■ What this task involves:
Rewrite the stretch of rows below, from the start through the line containing "x=1091 y=377", changing every "Target" to "Object" and leaving everything else as it is. Return only those lines.

■ Material for this task:
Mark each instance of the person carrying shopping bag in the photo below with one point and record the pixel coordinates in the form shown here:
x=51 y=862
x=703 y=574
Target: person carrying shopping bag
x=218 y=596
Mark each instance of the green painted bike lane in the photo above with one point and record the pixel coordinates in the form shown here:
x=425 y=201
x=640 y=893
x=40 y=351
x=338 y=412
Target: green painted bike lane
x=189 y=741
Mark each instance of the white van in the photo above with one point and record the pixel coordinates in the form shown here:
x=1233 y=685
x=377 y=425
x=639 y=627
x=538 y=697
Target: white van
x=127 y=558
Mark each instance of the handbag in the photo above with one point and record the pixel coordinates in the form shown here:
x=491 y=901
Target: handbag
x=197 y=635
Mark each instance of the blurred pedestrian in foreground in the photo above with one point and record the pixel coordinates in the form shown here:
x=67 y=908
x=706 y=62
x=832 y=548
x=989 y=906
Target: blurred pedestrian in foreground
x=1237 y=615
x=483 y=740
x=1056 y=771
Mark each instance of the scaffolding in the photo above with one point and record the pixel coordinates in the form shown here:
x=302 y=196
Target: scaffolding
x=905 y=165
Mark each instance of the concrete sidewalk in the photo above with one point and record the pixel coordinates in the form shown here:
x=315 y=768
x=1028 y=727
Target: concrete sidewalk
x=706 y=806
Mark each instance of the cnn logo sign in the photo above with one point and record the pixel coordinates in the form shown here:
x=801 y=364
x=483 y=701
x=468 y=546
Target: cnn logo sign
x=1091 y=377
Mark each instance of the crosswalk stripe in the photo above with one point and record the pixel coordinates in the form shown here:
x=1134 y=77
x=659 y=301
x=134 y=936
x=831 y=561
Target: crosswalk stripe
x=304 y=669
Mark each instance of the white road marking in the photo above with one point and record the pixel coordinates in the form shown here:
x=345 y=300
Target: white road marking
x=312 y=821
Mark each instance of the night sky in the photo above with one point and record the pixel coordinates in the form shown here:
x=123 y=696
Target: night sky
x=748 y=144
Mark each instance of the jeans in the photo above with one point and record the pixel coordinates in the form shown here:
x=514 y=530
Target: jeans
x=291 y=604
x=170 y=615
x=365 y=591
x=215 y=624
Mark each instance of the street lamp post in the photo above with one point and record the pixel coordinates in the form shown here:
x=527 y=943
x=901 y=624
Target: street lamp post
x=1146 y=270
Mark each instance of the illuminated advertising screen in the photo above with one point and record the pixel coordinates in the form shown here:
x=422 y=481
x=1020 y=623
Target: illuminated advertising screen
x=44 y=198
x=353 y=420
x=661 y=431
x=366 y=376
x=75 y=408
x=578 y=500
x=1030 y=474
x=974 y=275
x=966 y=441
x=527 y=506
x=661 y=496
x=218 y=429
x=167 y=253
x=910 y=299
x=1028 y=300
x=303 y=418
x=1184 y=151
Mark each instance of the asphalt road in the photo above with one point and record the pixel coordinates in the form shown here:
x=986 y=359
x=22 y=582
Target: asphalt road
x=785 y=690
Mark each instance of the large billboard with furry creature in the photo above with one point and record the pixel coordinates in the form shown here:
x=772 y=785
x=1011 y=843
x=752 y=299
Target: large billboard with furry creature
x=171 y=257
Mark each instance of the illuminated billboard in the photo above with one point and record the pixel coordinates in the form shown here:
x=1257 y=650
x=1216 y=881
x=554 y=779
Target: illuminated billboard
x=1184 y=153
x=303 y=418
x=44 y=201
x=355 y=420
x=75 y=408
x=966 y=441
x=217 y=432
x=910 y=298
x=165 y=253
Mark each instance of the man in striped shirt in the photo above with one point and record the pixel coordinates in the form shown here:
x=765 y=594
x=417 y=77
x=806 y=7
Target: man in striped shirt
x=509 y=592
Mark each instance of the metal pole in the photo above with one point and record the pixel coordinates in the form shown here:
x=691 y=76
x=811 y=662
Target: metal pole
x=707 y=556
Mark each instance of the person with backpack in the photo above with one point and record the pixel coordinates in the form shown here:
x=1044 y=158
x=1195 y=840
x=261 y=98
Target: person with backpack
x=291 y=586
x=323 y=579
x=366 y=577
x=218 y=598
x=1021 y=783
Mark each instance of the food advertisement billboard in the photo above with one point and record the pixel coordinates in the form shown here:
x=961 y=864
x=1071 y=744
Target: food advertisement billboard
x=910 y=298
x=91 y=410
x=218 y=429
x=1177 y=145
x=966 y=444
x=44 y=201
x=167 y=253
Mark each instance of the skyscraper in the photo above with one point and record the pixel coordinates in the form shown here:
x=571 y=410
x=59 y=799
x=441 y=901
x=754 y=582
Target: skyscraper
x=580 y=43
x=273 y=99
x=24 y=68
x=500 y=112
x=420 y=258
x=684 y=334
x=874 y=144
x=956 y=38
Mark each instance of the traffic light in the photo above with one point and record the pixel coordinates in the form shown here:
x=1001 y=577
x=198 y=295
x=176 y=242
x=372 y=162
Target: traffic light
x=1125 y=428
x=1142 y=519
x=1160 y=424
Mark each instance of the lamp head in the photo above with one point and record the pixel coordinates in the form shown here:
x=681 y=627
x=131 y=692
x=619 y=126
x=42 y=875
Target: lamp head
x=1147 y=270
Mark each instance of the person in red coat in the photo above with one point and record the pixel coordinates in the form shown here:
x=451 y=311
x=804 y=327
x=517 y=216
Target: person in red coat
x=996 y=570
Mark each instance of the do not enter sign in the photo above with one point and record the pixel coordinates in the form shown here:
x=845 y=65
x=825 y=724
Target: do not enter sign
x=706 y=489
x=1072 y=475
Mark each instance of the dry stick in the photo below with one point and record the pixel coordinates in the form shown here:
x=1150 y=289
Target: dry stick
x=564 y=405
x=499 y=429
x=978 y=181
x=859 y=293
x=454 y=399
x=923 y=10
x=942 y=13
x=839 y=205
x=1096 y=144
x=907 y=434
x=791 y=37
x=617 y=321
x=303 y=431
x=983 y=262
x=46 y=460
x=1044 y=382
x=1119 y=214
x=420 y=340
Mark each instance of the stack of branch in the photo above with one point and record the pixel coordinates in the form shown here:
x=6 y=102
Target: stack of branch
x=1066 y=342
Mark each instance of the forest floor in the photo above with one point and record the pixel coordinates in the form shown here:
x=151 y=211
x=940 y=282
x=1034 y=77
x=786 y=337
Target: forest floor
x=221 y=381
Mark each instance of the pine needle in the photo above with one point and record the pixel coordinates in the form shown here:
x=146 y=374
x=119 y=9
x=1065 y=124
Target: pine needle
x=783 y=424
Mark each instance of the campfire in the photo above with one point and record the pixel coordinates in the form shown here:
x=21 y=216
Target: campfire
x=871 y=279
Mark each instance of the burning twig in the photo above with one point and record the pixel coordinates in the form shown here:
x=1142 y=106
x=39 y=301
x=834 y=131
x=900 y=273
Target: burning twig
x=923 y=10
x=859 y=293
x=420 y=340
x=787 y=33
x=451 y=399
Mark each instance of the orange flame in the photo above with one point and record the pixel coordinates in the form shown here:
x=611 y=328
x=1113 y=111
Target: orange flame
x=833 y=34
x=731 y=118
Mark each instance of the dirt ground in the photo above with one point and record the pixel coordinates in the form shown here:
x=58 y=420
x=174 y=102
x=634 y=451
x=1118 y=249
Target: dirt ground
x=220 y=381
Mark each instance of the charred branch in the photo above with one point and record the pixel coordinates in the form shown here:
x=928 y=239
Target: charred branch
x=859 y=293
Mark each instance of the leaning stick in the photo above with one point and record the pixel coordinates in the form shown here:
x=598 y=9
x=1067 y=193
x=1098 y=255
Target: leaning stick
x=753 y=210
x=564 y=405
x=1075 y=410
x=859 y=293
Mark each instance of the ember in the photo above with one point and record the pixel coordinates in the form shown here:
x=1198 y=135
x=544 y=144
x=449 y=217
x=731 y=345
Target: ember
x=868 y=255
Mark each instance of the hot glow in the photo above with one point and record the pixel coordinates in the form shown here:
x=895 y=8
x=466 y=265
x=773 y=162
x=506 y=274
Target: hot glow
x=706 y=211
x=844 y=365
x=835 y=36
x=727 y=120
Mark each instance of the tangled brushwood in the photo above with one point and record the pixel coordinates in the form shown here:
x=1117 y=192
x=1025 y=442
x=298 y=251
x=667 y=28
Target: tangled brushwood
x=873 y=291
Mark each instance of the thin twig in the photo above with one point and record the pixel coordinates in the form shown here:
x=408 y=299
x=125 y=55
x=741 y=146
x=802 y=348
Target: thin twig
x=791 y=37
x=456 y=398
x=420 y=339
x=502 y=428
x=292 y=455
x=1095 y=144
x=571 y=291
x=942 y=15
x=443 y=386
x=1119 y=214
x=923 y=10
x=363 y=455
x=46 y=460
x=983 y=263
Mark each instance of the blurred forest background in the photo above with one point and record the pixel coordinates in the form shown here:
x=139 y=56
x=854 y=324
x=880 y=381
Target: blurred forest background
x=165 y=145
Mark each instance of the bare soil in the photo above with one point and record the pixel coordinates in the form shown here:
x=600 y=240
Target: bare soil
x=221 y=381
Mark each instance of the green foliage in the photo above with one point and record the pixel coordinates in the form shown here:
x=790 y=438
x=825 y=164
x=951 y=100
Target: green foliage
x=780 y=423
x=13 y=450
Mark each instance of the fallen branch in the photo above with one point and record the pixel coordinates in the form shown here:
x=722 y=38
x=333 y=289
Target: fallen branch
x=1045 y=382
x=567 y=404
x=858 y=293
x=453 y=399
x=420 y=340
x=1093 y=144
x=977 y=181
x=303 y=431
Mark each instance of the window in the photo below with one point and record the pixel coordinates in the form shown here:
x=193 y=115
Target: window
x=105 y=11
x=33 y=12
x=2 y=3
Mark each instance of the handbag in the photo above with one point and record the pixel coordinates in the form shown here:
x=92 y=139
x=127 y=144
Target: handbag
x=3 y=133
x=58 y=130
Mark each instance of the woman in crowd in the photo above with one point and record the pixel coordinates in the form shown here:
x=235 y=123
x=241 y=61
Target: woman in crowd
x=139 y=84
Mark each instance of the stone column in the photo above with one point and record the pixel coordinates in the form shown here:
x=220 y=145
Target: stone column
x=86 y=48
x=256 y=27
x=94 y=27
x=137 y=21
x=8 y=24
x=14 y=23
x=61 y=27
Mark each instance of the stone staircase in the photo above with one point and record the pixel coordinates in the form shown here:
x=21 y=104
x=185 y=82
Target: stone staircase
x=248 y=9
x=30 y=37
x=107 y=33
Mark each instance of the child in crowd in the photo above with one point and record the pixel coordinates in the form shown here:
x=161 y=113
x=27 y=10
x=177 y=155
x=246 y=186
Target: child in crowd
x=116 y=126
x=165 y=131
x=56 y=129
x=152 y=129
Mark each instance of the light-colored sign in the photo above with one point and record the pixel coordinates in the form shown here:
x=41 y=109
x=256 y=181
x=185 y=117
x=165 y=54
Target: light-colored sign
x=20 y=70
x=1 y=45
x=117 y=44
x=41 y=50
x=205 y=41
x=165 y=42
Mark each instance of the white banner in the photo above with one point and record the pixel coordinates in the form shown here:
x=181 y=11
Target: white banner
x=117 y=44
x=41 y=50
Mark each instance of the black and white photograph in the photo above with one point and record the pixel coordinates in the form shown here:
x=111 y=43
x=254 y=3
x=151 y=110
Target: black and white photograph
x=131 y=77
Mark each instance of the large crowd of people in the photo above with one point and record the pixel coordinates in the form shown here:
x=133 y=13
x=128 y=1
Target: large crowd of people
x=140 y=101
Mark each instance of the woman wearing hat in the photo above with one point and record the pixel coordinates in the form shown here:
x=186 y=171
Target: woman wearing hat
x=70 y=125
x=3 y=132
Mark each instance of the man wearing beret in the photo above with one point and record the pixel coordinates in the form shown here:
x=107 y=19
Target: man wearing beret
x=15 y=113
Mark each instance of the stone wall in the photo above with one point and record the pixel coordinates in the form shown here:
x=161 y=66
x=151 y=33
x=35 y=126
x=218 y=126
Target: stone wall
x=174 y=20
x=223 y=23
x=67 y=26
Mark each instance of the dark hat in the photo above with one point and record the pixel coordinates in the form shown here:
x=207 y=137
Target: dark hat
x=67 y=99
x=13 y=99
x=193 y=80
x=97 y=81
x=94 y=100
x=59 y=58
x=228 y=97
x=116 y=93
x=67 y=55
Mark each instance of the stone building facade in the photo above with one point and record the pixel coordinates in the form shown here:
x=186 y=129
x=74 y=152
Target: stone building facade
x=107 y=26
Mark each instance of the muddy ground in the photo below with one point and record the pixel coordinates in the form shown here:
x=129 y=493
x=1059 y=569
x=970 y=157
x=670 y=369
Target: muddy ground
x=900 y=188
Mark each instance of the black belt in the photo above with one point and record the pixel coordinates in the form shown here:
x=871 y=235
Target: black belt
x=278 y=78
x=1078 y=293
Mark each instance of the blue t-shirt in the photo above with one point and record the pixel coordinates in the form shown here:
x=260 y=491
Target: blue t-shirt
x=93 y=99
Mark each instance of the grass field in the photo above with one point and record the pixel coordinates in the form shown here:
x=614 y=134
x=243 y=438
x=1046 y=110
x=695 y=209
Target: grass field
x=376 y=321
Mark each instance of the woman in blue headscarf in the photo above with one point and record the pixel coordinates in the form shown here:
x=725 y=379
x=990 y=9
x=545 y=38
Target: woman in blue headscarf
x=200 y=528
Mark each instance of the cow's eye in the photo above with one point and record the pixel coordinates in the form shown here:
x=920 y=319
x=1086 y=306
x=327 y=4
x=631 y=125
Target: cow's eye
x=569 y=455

■ Result:
Mark each instance of the person carrying shopping bag in the photo below with one point and record the pixel coordinates in the form shown here:
x=51 y=862
x=703 y=574
Object: person carrying shopping bag
x=218 y=596
Mark each instance of the green painted bike lane in the photo above with one point and record the pixel coordinates in the form shown here:
x=425 y=201
x=640 y=893
x=40 y=351
x=338 y=412
Object: green painted bike lane
x=189 y=741
Mark each instance of the white van in the photo above with one point and record the pixel coordinates in the form shown here:
x=1233 y=685
x=377 y=425
x=639 y=627
x=538 y=697
Object: white van
x=127 y=558
Mark each instance of the handbag in the photo above with one point and record the pixel coordinates in the form shown here:
x=491 y=901
Object: handbag
x=197 y=635
Mark each instance of the blurred pedestrian in foreground in the photo above with one point and record the pixel coordinates in the form shown here:
x=67 y=908
x=706 y=62
x=832 y=548
x=989 y=906
Object: blurred pedestrian in foreground
x=1237 y=615
x=483 y=740
x=1056 y=771
Mark each instance of the scaffolding in the photo above with one point and record the pixel coordinates in the form shown here:
x=302 y=196
Object: scaffolding
x=905 y=165
Mark each instance of the concrete sidewalk in the photo above with one point and record the pixel coordinates in the form shown here:
x=315 y=768
x=1028 y=727
Object: concrete sidewalk
x=706 y=806
Mark each instance of the cnn logo sign in the photo above with one point and record the pixel coordinates in the form shown here:
x=801 y=364
x=483 y=701
x=468 y=546
Object: cnn logo sign
x=1091 y=377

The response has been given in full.